--- Problem requirements ---
Return every line of the records that contains the string "rolled", matching case exactly.

Image segmentation entries:
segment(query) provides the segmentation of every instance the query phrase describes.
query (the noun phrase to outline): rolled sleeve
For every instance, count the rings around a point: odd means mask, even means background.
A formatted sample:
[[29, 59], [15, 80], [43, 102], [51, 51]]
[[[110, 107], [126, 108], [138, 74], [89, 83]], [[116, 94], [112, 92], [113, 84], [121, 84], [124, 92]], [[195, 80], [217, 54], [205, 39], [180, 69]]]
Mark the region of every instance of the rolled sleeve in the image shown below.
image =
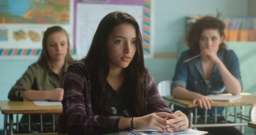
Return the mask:
[[187, 53], [187, 52], [181, 54], [177, 62], [174, 75], [172, 78], [173, 82], [171, 85], [171, 90], [178, 86], [180, 86], [184, 88], [186, 88], [187, 86], [188, 69], [187, 64], [183, 62], [183, 61], [188, 57], [186, 56], [186, 53]]
[[235, 76], [240, 83], [243, 90], [243, 85], [240, 72], [240, 66], [238, 58], [233, 50], [228, 50], [226, 59], [228, 65], [226, 65], [230, 73]]
[[31, 89], [35, 79], [35, 74], [31, 66], [28, 67], [9, 92], [8, 98], [11, 100], [25, 101], [23, 91]]
[[180, 86], [184, 89], [186, 89], [187, 84], [186, 83], [183, 81], [178, 80], [172, 82], [171, 86], [171, 89], [172, 90], [175, 87]]

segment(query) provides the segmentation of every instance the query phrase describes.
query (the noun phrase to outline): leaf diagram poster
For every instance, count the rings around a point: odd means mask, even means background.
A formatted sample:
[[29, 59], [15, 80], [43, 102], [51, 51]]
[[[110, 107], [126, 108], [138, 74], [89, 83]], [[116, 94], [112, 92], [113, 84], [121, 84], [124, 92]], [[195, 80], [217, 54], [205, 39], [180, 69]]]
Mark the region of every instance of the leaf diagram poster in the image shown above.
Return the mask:
[[53, 26], [73, 35], [72, 1], [0, 0], [0, 57], [39, 56], [44, 33]]

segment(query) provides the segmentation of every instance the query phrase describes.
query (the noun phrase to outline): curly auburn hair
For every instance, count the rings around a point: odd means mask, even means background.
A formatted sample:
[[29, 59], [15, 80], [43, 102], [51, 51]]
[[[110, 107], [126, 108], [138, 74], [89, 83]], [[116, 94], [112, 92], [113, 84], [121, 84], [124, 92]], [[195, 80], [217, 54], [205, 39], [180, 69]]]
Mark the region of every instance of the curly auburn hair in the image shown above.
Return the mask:
[[[225, 25], [222, 21], [218, 19], [220, 13], [218, 13], [217, 17], [209, 15], [201, 18], [194, 23], [191, 23], [187, 33], [185, 41], [189, 48], [189, 51], [195, 55], [200, 53], [199, 40], [200, 36], [205, 29], [216, 29], [221, 37], [223, 36], [224, 40], [226, 36], [224, 33]], [[227, 50], [227, 45], [222, 42], [220, 45], [218, 52]]]

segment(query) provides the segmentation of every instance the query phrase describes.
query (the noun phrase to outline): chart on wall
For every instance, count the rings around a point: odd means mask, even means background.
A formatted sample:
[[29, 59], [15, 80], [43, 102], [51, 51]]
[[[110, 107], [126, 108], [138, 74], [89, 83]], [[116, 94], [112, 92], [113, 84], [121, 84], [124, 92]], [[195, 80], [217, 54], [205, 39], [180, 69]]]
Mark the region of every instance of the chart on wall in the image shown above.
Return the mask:
[[152, 6], [148, 0], [75, 0], [75, 46], [78, 57], [86, 56], [100, 21], [116, 11], [127, 12], [140, 26], [145, 58], [153, 58], [154, 24]]
[[0, 57], [40, 55], [53, 26], [65, 29], [73, 44], [73, 0], [0, 0]]

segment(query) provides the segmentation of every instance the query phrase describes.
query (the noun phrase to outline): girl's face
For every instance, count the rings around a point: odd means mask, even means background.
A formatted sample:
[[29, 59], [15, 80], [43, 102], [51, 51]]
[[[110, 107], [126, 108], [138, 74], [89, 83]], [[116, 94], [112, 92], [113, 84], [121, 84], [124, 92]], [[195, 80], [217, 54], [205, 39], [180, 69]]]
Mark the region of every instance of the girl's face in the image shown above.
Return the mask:
[[137, 50], [136, 30], [131, 24], [114, 27], [107, 41], [106, 53], [111, 69], [127, 67]]
[[68, 52], [68, 39], [64, 32], [51, 34], [46, 40], [46, 46], [50, 60], [65, 60]]
[[199, 39], [200, 51], [208, 49], [217, 53], [220, 45], [223, 40], [223, 36], [220, 37], [217, 29], [205, 29], [202, 32]]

--- Exercise answer ---
query (the noun phrase to outline): rolled sleeve
Mark the region of every instance of the rolled sleeve in the image shown below.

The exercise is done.